■ **Data for the task**
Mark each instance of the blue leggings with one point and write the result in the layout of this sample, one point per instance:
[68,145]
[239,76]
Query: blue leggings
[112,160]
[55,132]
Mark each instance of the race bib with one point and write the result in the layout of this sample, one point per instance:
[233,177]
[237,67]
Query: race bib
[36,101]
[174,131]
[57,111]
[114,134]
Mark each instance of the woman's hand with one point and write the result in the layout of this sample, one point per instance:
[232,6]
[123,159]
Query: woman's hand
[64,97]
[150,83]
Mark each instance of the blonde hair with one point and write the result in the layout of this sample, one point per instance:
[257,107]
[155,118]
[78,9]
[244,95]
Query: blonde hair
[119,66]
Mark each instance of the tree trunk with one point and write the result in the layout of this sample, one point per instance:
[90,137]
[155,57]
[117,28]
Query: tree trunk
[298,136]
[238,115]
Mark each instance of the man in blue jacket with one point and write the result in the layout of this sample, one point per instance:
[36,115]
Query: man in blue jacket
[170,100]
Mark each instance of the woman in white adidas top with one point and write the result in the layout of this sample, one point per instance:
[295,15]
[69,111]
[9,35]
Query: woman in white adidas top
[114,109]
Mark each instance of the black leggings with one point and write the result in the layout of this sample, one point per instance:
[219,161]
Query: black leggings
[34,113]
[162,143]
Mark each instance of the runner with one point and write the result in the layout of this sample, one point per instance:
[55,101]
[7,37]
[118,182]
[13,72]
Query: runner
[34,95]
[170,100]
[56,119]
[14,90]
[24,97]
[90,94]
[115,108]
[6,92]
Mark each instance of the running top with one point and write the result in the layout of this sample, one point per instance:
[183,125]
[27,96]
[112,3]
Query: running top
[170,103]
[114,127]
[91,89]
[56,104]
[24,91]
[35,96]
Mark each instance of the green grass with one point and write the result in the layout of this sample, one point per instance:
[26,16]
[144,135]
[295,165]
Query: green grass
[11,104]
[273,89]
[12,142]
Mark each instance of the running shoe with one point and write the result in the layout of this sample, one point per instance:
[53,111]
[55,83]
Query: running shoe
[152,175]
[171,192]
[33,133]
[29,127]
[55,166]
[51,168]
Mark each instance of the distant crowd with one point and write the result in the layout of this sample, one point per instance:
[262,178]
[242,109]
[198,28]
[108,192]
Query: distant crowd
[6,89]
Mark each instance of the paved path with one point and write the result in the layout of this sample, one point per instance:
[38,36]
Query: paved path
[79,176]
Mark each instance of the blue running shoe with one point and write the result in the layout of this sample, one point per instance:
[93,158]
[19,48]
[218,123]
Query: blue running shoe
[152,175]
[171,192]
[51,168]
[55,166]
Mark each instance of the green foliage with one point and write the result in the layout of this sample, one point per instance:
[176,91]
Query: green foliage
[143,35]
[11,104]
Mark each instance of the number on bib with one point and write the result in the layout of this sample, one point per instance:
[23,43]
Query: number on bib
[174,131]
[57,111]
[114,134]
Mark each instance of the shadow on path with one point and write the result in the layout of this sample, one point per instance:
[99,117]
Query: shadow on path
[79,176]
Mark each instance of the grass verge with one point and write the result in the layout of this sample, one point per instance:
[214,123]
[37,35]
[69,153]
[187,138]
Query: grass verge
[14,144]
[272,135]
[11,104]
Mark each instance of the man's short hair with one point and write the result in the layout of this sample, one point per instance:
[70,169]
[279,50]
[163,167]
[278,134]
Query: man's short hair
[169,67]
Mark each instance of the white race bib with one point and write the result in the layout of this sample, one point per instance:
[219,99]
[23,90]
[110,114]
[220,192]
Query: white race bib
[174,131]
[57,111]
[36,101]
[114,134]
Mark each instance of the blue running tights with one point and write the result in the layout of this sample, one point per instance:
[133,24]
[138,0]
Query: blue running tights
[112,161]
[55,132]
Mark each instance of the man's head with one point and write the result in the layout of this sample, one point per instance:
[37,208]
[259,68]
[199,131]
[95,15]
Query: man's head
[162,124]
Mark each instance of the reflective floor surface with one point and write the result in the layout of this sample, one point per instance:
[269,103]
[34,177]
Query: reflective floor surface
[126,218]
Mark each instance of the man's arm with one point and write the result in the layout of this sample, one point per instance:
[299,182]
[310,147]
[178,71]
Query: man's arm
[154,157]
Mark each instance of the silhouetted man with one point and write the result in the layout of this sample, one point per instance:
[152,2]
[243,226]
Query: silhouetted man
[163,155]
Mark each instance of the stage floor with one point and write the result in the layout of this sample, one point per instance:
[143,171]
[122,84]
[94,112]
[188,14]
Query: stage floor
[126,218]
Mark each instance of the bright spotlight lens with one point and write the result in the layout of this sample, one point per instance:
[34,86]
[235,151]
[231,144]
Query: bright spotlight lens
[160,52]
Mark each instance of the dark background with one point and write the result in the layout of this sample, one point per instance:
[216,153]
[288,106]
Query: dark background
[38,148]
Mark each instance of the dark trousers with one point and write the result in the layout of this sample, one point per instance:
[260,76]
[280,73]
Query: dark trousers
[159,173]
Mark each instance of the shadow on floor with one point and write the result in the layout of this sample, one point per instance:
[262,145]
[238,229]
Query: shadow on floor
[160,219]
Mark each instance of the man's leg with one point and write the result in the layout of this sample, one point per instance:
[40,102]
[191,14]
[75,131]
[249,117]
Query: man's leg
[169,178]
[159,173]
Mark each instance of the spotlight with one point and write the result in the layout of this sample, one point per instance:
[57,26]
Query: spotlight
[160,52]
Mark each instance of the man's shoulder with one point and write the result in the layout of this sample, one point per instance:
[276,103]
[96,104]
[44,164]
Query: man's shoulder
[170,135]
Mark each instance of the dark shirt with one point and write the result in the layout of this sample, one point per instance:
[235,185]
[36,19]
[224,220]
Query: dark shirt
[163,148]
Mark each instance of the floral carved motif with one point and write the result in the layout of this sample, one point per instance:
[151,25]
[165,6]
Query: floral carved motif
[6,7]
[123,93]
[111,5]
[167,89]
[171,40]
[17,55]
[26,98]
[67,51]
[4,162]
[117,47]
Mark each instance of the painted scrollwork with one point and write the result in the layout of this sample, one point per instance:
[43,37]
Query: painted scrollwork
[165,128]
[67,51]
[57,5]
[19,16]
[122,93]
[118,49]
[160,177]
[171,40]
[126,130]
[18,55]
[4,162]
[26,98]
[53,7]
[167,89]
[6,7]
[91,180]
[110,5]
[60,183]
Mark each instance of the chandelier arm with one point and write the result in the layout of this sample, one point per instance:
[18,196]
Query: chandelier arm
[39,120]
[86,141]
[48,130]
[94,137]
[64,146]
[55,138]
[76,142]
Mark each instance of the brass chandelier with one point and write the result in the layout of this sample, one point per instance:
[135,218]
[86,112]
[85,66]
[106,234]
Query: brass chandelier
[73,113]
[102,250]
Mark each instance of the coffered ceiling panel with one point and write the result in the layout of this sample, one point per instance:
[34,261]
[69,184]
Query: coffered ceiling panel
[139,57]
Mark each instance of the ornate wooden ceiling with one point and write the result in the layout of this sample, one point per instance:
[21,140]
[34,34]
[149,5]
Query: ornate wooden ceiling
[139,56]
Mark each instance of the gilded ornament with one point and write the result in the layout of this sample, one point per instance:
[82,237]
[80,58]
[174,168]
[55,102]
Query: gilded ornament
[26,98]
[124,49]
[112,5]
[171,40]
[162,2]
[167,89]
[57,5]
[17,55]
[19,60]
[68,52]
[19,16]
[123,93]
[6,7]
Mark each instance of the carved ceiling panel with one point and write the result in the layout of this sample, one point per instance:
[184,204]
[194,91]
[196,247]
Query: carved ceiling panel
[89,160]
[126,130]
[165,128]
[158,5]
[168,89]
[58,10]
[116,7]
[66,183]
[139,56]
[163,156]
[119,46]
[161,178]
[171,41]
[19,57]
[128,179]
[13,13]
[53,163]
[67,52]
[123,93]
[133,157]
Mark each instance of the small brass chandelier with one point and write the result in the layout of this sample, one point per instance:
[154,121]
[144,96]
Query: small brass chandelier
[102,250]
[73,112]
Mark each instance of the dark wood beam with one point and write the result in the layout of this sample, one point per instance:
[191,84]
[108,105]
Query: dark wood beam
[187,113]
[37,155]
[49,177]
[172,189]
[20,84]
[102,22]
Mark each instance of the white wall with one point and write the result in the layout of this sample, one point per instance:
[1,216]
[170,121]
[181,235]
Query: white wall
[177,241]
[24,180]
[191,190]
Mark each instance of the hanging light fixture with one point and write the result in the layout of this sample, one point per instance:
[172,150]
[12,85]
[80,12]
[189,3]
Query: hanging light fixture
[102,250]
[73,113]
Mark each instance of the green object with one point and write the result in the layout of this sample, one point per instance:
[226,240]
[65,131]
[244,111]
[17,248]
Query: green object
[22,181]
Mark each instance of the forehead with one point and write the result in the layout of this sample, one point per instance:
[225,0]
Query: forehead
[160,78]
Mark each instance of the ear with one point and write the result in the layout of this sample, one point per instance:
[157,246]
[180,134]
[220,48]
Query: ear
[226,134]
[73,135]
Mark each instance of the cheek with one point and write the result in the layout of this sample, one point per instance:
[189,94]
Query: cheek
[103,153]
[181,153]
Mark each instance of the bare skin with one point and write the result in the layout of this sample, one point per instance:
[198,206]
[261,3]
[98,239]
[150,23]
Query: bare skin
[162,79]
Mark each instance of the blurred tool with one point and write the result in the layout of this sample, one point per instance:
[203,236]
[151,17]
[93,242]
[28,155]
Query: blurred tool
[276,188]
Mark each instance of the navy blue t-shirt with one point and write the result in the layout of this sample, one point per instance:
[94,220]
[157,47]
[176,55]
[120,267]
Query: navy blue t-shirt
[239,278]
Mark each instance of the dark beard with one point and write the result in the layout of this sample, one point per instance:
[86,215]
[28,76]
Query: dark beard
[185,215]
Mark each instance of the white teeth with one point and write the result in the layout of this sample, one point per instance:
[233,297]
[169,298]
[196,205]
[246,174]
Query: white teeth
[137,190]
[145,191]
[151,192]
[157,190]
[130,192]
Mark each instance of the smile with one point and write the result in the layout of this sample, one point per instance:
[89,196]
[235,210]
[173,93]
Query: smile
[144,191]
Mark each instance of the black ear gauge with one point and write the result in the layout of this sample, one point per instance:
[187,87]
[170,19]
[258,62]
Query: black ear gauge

■ **Task requirements**
Check each line of the records for the word "gauge" and extract those that contain it.

■ **Answer for the task**
Mark each instance of the black ear gauge with one point and write the result in the layout of this sample, one point per instance:
Query: black ear gauge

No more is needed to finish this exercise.